The exercise:
Rewrite the lines starting at the one containing "Where can the dog's chin" and ending with the final line, substituting "Mark" for "Pick out" and leaving everything else unchanged.

Material provided:
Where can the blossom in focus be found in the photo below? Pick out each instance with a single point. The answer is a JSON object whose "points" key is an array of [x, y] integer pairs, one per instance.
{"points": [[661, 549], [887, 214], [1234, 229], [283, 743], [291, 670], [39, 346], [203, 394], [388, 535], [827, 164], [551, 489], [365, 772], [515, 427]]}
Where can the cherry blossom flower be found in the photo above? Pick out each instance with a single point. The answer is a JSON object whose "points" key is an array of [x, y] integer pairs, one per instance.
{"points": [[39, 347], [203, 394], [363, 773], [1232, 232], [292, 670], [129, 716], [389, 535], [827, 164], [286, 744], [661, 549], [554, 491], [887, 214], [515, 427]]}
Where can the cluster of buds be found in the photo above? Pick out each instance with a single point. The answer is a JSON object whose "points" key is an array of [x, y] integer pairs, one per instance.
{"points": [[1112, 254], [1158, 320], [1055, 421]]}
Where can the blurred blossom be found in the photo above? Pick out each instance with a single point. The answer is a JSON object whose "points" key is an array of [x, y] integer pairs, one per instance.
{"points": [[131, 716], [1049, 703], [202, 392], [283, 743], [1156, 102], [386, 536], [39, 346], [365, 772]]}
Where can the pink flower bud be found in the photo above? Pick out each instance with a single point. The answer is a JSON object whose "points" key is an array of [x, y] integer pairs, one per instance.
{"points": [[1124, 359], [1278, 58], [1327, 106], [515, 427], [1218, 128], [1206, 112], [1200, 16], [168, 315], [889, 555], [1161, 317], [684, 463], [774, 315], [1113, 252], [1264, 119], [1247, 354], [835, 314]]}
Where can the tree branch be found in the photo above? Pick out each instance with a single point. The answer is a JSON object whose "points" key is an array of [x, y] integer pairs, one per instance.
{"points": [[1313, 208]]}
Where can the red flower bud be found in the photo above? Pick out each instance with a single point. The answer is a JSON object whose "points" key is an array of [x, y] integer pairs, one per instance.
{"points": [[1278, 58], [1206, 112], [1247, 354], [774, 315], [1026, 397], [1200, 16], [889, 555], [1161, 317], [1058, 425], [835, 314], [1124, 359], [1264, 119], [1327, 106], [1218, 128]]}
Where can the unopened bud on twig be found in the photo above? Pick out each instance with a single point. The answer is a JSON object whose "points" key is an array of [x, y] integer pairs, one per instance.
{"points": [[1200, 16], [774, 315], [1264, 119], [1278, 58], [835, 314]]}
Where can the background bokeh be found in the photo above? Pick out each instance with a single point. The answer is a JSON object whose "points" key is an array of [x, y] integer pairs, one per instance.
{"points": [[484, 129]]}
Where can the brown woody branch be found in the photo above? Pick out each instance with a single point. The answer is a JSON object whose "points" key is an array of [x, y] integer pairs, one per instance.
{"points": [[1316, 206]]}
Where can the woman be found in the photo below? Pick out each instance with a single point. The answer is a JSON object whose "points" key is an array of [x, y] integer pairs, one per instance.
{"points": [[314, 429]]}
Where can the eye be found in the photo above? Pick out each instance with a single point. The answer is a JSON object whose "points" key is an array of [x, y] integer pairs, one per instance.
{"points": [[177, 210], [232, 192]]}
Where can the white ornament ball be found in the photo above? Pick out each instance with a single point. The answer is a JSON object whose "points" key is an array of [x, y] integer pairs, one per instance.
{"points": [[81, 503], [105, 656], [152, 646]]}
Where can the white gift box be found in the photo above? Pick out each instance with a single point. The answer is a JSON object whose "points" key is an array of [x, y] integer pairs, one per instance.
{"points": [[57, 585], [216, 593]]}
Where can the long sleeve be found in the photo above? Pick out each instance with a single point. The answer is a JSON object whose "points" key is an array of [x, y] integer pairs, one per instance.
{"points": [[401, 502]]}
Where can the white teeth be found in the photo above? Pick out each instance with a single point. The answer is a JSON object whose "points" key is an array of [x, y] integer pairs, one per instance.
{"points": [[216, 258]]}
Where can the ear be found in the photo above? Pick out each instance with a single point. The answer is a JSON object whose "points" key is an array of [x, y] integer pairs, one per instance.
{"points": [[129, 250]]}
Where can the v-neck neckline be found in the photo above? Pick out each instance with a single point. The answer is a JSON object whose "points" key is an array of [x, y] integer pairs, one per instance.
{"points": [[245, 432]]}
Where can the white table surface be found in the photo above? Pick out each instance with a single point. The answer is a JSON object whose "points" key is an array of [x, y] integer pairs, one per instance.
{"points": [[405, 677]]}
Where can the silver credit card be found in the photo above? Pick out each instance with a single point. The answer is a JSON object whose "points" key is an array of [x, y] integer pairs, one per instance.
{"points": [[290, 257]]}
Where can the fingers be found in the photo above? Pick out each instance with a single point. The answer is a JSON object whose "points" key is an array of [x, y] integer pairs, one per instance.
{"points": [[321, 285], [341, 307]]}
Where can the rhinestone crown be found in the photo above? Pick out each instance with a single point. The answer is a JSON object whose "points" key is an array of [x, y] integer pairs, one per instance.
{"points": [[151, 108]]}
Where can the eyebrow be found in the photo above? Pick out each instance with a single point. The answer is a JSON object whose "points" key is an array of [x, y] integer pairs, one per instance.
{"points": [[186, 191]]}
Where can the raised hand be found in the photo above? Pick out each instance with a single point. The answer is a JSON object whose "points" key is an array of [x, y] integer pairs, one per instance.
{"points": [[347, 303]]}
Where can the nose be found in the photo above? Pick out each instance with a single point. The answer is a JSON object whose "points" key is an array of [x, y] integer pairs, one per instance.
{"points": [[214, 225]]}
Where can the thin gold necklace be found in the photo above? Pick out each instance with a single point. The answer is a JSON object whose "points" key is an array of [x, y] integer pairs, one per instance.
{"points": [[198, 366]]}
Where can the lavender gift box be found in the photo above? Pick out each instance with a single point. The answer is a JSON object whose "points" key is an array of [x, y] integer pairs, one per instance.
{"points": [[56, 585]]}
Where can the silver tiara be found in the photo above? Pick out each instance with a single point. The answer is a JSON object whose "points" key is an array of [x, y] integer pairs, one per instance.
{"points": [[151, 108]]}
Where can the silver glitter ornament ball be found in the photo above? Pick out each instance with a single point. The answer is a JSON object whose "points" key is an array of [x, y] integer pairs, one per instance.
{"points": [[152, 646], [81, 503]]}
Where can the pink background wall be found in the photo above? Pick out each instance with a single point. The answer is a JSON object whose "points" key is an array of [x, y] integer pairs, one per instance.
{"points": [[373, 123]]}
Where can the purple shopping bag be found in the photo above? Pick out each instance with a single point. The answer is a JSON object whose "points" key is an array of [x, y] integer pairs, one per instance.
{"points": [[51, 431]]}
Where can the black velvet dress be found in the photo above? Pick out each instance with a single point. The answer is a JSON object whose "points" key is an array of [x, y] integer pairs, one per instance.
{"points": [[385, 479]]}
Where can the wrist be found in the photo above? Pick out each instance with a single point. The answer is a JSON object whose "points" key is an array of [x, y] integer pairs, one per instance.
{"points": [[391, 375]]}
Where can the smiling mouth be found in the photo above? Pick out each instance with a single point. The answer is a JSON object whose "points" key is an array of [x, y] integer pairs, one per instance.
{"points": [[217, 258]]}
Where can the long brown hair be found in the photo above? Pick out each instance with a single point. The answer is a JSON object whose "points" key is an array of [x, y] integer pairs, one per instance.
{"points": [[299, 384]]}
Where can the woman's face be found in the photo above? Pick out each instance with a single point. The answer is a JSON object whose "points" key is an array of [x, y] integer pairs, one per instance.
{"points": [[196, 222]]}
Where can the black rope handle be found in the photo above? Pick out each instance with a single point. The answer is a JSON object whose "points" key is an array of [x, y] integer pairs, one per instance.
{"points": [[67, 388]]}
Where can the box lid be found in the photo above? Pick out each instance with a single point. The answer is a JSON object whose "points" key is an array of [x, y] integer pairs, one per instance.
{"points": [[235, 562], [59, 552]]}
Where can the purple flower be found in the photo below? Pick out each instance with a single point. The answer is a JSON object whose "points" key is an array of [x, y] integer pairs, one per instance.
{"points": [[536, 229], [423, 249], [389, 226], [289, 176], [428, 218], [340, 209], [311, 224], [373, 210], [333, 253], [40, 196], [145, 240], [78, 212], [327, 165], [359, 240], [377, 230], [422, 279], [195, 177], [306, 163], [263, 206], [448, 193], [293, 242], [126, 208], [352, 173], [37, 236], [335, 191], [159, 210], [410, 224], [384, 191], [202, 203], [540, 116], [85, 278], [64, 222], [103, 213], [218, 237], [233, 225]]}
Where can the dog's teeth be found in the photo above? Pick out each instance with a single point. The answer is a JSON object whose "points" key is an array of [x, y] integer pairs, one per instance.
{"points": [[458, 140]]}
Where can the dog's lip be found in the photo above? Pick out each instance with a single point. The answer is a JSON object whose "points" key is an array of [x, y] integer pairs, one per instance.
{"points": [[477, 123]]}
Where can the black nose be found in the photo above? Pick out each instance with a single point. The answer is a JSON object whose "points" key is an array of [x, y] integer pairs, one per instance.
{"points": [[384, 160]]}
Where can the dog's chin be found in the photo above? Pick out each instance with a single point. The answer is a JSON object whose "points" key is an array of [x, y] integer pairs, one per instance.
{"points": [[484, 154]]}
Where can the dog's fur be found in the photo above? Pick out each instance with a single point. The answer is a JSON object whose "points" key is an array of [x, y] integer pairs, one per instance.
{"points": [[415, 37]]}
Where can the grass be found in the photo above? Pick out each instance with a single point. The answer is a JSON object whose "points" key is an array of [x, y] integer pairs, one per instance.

The reply:
Where can the dog's chin be found in the photo above? Mark each instance with a single point. The answer is a JSON object whose "points" key is an array of [x, y] integer pairs, one per instance.
{"points": [[484, 154]]}
Where can the dog's fur be found in the photo above? Mark each instance with a single point. The answer is a JSON object whose "points" key is an array of [x, y] integer pairs, one per instance.
{"points": [[415, 37]]}
Where can the grass be found in the photo above? Mark each instance with a single point. The answer is a JSON object whose "points" key is an array of [x, y] integer pairs, one per instance.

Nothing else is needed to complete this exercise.